— start Material for this exercise —
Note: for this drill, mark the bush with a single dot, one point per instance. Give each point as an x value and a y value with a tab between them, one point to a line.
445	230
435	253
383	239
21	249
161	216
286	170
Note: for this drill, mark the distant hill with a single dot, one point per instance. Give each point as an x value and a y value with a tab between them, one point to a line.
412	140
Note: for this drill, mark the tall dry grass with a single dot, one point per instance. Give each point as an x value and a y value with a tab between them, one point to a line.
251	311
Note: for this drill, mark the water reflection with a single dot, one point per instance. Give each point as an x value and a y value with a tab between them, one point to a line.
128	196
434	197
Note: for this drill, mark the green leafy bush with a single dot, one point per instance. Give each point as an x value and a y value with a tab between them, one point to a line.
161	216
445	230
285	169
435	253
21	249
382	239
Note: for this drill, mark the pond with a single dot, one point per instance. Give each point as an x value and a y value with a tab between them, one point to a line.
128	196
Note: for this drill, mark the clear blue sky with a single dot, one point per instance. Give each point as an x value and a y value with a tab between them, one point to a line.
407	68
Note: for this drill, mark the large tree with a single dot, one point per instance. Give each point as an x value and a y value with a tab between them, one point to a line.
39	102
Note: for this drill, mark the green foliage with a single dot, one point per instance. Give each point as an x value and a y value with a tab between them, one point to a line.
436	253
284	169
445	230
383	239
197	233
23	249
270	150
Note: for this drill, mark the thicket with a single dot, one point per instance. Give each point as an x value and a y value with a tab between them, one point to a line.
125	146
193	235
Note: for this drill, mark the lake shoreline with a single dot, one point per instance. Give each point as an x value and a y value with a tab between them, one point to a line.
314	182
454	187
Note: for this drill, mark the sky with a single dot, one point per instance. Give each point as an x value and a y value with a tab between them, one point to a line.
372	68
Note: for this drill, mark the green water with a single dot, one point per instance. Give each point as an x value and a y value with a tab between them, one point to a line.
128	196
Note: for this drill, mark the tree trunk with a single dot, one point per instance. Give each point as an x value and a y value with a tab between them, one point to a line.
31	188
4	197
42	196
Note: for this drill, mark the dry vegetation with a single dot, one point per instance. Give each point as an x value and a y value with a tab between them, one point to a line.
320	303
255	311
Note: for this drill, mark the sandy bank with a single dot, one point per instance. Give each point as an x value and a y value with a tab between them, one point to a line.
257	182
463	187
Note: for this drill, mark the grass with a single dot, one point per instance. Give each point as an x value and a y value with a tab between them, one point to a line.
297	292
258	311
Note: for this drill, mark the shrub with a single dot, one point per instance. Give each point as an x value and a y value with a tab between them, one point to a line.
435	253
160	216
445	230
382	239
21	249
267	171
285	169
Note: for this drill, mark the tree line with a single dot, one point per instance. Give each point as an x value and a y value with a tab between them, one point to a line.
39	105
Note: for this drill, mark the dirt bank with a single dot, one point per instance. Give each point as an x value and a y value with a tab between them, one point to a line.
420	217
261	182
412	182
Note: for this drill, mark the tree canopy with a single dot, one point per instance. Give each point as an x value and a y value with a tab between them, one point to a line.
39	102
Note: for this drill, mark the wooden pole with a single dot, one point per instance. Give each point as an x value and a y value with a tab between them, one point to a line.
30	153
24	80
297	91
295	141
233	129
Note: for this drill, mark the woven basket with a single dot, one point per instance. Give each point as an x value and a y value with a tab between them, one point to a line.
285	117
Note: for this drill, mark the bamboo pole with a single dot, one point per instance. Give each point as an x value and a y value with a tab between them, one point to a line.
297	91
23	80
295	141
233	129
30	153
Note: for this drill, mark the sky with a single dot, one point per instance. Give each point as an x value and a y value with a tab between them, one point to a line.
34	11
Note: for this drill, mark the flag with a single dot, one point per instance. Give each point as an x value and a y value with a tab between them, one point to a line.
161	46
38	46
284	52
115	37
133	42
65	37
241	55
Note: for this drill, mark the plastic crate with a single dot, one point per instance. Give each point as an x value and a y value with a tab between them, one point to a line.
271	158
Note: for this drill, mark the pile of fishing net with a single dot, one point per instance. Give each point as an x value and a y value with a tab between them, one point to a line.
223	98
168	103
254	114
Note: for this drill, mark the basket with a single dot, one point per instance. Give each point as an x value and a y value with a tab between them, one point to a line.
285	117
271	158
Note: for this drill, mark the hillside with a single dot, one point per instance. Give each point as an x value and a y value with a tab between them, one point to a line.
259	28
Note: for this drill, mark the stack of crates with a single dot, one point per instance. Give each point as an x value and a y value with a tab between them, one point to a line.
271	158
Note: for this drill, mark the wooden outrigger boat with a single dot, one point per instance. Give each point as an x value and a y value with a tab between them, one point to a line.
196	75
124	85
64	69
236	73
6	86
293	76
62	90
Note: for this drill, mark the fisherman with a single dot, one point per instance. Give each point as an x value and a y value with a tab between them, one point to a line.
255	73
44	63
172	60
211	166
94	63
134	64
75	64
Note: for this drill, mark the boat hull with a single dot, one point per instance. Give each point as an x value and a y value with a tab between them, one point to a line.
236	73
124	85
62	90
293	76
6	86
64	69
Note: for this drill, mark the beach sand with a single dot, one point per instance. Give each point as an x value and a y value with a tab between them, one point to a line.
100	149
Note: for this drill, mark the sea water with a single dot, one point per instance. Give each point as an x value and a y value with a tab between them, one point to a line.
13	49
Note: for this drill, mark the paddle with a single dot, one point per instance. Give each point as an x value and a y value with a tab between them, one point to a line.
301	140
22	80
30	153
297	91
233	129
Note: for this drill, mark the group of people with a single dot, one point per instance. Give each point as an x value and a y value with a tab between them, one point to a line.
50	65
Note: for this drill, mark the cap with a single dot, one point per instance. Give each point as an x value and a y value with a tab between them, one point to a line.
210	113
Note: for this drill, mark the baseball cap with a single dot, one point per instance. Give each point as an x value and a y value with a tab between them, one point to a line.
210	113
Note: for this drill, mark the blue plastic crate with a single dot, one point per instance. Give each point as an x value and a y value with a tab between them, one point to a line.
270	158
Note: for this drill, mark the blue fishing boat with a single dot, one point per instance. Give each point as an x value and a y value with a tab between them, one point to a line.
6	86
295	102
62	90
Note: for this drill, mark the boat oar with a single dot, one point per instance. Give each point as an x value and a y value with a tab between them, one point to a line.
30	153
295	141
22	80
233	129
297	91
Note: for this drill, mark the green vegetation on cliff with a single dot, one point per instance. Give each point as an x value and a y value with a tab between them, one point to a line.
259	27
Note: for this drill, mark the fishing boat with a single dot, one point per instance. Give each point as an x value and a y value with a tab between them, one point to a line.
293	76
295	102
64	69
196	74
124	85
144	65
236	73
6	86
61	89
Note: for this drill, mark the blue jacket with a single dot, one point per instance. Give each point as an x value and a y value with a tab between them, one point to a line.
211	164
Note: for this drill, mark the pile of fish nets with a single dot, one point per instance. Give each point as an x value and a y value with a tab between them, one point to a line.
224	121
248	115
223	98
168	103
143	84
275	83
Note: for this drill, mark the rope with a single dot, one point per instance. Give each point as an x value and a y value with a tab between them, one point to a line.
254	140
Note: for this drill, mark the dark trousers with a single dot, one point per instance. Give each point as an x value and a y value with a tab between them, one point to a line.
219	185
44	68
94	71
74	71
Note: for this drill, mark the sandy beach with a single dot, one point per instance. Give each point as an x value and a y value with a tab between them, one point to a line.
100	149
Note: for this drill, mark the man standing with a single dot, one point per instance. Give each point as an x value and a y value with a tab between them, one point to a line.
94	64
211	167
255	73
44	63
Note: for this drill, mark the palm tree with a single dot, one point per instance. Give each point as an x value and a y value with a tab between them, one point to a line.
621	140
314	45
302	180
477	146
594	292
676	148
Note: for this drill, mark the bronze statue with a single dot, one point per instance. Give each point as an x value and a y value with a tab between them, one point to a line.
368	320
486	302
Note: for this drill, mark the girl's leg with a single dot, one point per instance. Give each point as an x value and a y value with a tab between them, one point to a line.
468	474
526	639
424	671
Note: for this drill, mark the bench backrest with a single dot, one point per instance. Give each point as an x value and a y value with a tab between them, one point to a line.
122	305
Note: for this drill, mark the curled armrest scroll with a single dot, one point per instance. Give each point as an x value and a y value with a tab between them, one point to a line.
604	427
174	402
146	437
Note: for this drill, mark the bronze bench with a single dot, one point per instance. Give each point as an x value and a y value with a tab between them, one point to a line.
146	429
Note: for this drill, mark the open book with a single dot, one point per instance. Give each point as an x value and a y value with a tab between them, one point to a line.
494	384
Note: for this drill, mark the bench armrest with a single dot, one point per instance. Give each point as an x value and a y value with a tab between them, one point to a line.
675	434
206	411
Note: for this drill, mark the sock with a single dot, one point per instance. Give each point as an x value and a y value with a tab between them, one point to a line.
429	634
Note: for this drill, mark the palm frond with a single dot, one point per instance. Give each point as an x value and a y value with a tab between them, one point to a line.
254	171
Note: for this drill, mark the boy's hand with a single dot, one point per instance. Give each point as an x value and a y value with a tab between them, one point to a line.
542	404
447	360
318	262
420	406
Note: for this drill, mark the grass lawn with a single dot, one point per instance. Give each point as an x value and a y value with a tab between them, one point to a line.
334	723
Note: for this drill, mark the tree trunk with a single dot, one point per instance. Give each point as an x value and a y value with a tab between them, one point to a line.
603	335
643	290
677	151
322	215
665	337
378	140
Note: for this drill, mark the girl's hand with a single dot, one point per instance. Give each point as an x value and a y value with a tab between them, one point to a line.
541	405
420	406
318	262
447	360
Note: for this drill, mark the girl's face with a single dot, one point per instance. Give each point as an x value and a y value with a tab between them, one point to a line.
— end Material for this exercise —
Work required – Reproduce exactly the lines from the one with "Note: for this drill, mark the bench armrest" through the end of the entries above, both ends included.

Task response –
Note: for this drill, mark the bench armrest with a single dot, one point per instance. Give each point as an x value and a y value with a tab between them, one point to a line.
675	434
206	411
Note: for this drill, mark the sock with a single dot, one point per instance. Give each point as an x value and a y value with a tab between them, one point to a line.
429	634
Note: for this drill, mark the palm frond with a single dot, one point per instance. Give each point as an x value and a y value with a tab between them, one point to a line.
254	171
Note: for this drill, mark the boy's hand with a single dot, one point per instance. Give each point as an x value and a y value with a tab between them, one point to a line.
542	404
447	360
318	262
420	406
Note: for this drill, mark the grass lawn with a single dot, one point per instance. Give each point as an x value and a y value with a tab between them, one point to a line.
334	723
Note: for this drill, mark the tree trunk with a single dot, one point per instance. Give each point as an x value and a y value with a tab between them, one point to a line.
603	335
643	290
677	151
322	215
665	337
378	140
Note: for this drill, mark the girl's hand with a single dot, one point per instance. Give each point as an x value and a y value with a tab between them, one point to a line.
541	405
420	406
318	262
447	360
Note: for this drill, mark the girl's face with a single dot, one point per instance. Give each point as an x value and a y value with a tab between them, one point to a line.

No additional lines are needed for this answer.